AIM OF THE EXERCISE =
Pictures in the listing should not be copied. Reproduce, word for word, each line from the one holding "the dark coral" through the final line.

SUPPLIED INFORMATION =
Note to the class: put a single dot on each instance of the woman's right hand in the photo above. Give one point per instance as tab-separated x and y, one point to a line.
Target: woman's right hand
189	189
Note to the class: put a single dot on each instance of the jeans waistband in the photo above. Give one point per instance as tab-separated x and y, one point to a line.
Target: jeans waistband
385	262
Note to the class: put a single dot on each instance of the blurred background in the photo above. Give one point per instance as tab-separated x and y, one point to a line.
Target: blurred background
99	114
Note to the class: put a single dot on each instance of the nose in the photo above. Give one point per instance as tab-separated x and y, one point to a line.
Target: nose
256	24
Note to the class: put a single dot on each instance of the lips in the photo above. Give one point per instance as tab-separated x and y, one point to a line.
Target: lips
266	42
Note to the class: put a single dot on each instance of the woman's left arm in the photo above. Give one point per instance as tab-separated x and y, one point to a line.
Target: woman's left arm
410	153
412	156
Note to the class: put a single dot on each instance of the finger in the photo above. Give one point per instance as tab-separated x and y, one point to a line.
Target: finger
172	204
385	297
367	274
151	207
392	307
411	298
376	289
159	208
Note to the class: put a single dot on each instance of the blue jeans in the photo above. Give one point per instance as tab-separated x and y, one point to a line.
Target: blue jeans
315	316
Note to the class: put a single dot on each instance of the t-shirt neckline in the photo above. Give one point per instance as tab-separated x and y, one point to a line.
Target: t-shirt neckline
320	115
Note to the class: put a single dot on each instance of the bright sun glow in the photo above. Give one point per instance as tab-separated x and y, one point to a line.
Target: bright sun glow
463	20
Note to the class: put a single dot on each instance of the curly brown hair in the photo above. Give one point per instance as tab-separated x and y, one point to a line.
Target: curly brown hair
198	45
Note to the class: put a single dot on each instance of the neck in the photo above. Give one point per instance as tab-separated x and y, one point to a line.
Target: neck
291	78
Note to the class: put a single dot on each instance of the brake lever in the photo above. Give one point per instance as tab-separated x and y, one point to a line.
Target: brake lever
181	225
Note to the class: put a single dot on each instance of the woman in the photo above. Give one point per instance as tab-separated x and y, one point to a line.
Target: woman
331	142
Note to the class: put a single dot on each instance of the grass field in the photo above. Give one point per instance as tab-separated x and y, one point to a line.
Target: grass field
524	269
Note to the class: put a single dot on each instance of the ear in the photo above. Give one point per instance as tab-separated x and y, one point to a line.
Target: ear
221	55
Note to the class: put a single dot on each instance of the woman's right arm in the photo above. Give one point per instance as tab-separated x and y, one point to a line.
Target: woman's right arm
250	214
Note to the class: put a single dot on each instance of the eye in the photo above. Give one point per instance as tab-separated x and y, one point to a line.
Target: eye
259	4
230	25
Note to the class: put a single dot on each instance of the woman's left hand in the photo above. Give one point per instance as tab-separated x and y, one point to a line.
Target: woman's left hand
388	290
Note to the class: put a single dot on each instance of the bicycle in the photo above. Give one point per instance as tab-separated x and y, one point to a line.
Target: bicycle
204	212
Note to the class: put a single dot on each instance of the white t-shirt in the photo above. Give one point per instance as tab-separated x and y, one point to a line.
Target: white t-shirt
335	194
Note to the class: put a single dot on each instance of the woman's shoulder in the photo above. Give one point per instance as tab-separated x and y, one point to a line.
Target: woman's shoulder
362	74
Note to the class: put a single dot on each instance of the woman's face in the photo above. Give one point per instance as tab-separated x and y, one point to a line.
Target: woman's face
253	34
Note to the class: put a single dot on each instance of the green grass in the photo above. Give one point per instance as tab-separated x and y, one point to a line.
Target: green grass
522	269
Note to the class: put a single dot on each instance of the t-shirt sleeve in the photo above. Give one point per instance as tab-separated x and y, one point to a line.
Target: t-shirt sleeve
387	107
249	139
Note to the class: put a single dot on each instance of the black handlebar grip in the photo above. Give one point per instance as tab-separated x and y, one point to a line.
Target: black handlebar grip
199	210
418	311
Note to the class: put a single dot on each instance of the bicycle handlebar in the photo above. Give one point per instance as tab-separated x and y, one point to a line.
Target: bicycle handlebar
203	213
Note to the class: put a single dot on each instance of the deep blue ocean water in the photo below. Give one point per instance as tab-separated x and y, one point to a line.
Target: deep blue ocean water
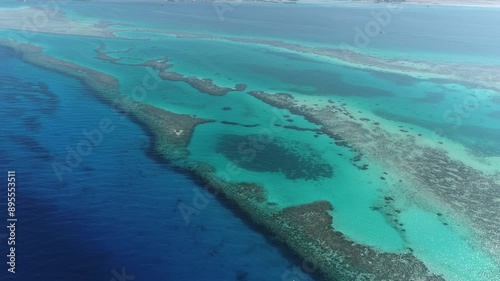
117	209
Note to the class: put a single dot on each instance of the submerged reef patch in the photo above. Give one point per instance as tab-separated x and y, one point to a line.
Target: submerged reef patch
294	159
469	193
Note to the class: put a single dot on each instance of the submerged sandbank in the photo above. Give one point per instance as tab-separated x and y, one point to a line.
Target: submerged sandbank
306	230
436	177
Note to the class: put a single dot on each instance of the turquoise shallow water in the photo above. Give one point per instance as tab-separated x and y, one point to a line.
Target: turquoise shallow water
417	105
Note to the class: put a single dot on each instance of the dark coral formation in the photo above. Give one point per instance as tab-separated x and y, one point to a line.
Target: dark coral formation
309	232
295	160
171	132
466	190
306	230
204	85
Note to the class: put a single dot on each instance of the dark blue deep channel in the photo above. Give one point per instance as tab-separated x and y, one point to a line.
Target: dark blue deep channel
115	216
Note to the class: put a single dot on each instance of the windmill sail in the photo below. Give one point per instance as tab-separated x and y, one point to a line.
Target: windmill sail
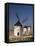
25	20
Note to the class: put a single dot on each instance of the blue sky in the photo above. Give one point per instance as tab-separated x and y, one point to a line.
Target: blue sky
23	11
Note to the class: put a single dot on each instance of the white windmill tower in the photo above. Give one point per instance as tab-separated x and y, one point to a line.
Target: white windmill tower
17	27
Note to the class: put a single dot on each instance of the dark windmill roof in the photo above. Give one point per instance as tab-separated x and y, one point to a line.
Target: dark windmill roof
18	24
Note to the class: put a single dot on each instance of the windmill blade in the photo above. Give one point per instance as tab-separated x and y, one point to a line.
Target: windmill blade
25	20
17	16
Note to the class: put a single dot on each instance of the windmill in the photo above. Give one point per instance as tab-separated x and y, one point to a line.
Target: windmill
18	26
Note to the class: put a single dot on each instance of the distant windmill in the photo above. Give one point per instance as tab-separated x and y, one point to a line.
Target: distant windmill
18	26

RIGHT ANSWER =
Note to the class: put a single dot on each instance of the dark coral formation in the photo above. Give one point per instance as tab-separated x and y, one point to a line.
Target: dark coral formation
309	232
295	160
171	132
466	190
306	230
204	85
Note to the class: put a single dot on each instance of the dark blue deep channel in the photo above. Give one point per instance as tab-separated x and y, one point to a line.
Target: dark blue deep channel
115	216
Note to the class: put a single dot on each instance of the windmill sail in the photo below. Give one point per instance as tab-separated x and y, one point to a line.
Target: windmill sail
25	20
Note to the class: put a single dot on each instance of the blue sky in the photo above. Give one point per instance as tab-separated x and y, one point to a line.
Target: blue sky
23	11
Note to the class: put a single dot on each instance of the white windmill tower in the photo above. Give one point per instance as tab-separated x and y, one point to a line.
Target: white windmill tower
17	27
Note to the class: put a single dot on each instance of the dark windmill roof in the photo above. Give one point per instance as tab-separated x and y, one point to a line.
Target: dark windmill roof
18	24
Note to the class: put a single dot on each instance of the windmill blade in the photo above. Give one point per instance as tab-separated x and y, one point to a line.
Target: windmill blade
25	20
17	16
Note to the class: put a single dot on each instance of the windmill in the photo above. Give one point per instance as tab-separated x and y, one point to a line.
Target: windmill
18	26
Note to the class: put a single dot on each instance of the distant windmill in the photo above. Give one point per instance as tab-separated x and y, one point to a line.
Target: distant windmill
18	26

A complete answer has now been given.